**EXCERPTED TEXT:**
===

Campaign Spending in Perspective

Bradley Smith, former chair of the Federal Election Commission, writes a Wall Street Journal article putting campaign spending in perspective. In 2008, it totaled $5.3 billion. Is that amount too much?

The amount was just over one-third of what American spent on bottled water in 2007 alone; it is a bit more than one-quarter of what was spent on ice cream in 2008, and less than one-sixth of the $33 billion spent on weight-loss products in 2007. It was about 20% less than a single company, Procter & Gamble, spent on product advertising in the same period. And what about the Obama-McCain presidential race, the most expensive ever? The $2.4 billion spent on that race is close to what Verizon spent advertising its brand in 2008. Perhaps it simply costs more to explain to Americans the benefits of Verizon than the qualifications of candidates and their positions on complex political issues.

But political spending is higher than it used to be, right? Well, yes and no. In raw dollars, federal campaign spending rose by roughly 450% between 1988 and 2008. Adjusting the numbers for inflation, however, and we find that the growth drops to 141%; adjust for inflation and growth in GDP, the increase is just 23% over 20 years.

Campaign spending as a percentage of GDP remained essentially unchanged between the 1947 passage of the Taft-Hartley Act (the statute prohibiting all corporate spending in elections that was struck down in the Citizens United case) and 2008. In the cycle ending in Nov. 2008, spending on American election campaigns was equal to approximately 0.3% of GDP. By contrast, Indonesians spent over 1% of their GDP in election campaigns ending in April 2009. Nations that are much poorer than the U.S., such as Venezuela, have historically spent more money per capita on elections than we do.

Saturday, February 27, 2010

Dual Citizens

Dual citizenship, the subject of a "Deliberation, Citizenship, and You" box in our chapter on American citizenship, is in the news. A New York Times item on US Olympic hockey coach Ron Wilson notes:

He grew up in Fort Erie, Ontario, across the Peace Bridge from Buffalo, where his father, Larry, skated for the Bisons of the American Hockey League for 13 seasons, longer than any other player.

He holds dual citizenship but said, “even though I was born in Canada, I’m as proud as any American can be.”


On Fox, Chris Wallace had this exchange with Michigan Governor Jennifer Granholm, who said that she would not run for president:

WALLACE: Yes, that's true. We should point out Governor Granholm is a Canadian and cannot run for president.

GRANHOLM: I'm American. I've got dual citizenship.

WALLACE: Who are you rooting for in the Olympics?

GRANHOLM: U.S., come on!

WALLACE: OK. There you go. Anyway, they're doing--

GRANHOLM: I left Canada when I was four. Come on.


Friday, February 26, 2010

Concentration of Power

A new poll reinforces a point that we discuss in our chapter on civic culture. CNN reports:

A majority of Americans think the federal government poses a threat to rights of Americans, according to a new national poll.

===

**EXERCISE INSTRUCTIONS:**
A – According to the excerpt, about what share of GDP did American election campaign spending equal in the cycle ending in November 2008?
B – Echo the part of the excerpt that opens with the words containing "Dual citizenship, the" and closes with "got dual citizenship.".

**DATA BLOCK:**
===

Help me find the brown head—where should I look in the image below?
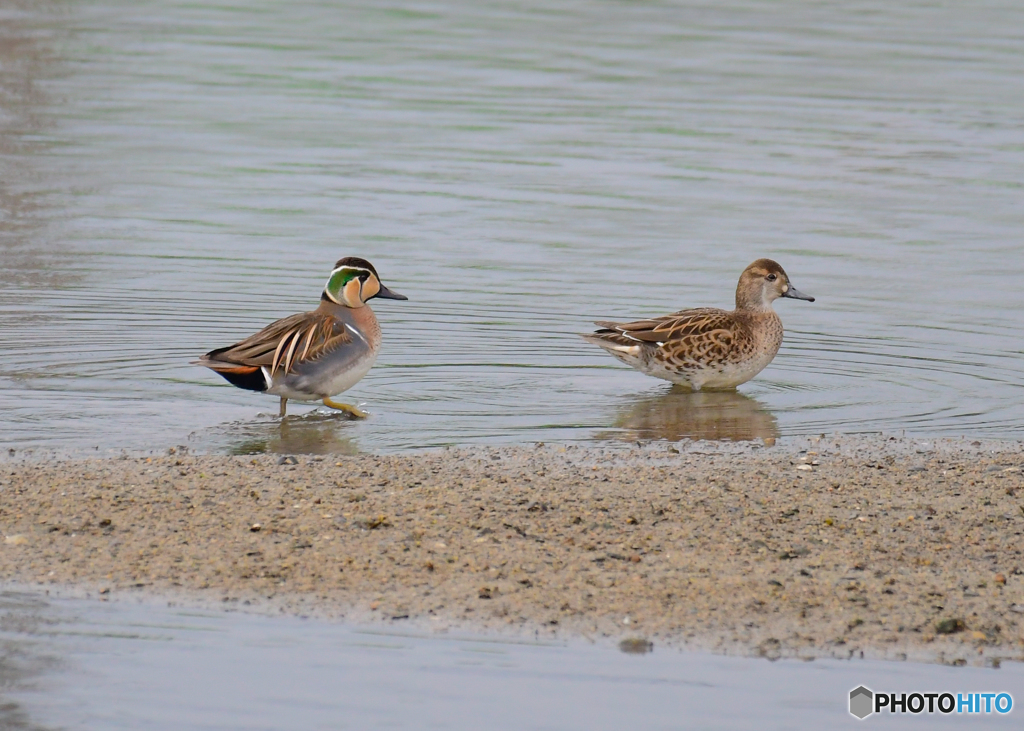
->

===

**SOLUTIONS TO THE EXERCISE:**
A – Approximately 0.3% of GDP.

B –
Dual citizenship, the subject of a "Deliberation, Citizenship, and You" box in our chapter on American citizenship, is in the news. A New York Times item on US Olympic hockey coach Ron Wilson notes:

He grew up in Fort Erie, Ontario, across the Peace Bridge from Buffalo, where his father, Larry, skated for the Bisons of the American Hockey League for 13 seasons, longer than any other player.

He holds dual citizenship but said, “even though I was born in Canada, I’m as proud as any American can be.”


On Fox, Chris Wallace had this exchange with Michigan Governor Jennifer Granholm, who said that she would not run for president:

WALLACE: Yes, that's true. We should point out Governor Granholm is a Canadian and cannot run for president.

GRANHOLM: I'm American. I've got dual citizenship.